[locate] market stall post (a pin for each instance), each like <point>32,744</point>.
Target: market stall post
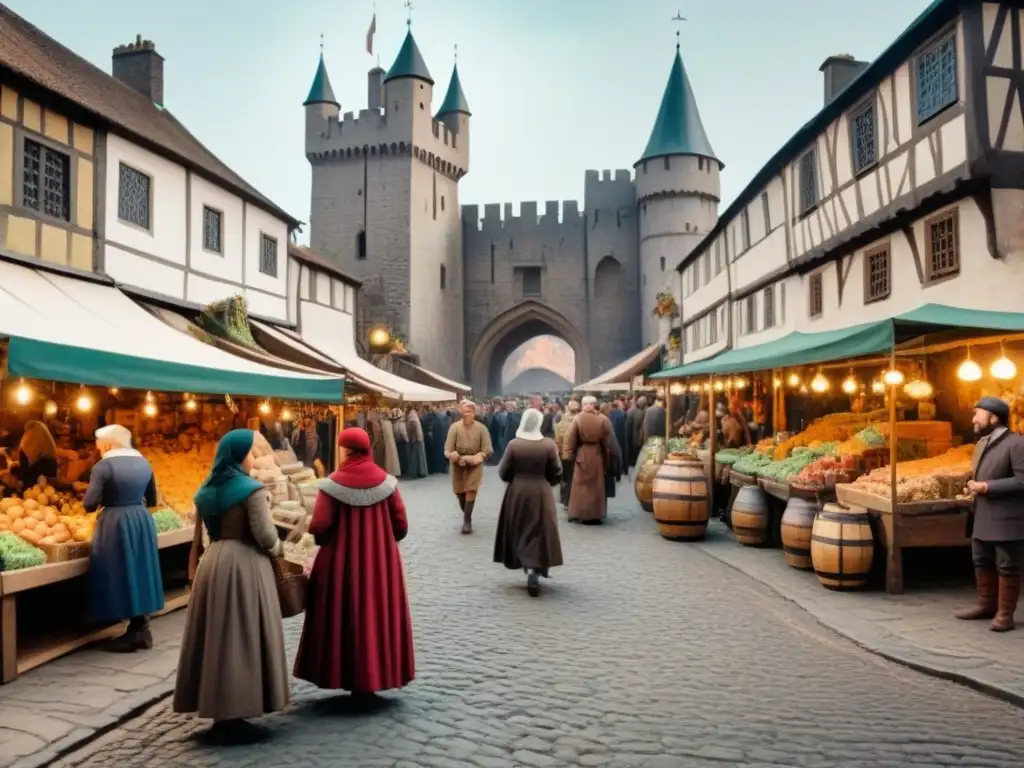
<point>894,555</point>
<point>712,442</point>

· · · · ·

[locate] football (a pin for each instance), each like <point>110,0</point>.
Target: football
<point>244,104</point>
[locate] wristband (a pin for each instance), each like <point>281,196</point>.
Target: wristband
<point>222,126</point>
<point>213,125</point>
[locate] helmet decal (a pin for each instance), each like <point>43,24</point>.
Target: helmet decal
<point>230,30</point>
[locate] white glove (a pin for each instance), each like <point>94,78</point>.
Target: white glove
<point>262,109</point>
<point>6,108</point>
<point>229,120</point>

· · · · ·

Exercise objective =>
Search the data above for "instance" and copy every line where it turns up.

Written solution =>
[locate] market stall post (a pin for each instance), each like <point>32,744</point>.
[locate] football (a pin for each instance), each like <point>110,0</point>.
[locate] wristband (a pin for each instance), each like <point>281,196</point>.
[locate] helmet decal (a pin for each instance), each like <point>43,24</point>.
[locate] white glove (a pin for each instance), each like <point>94,78</point>.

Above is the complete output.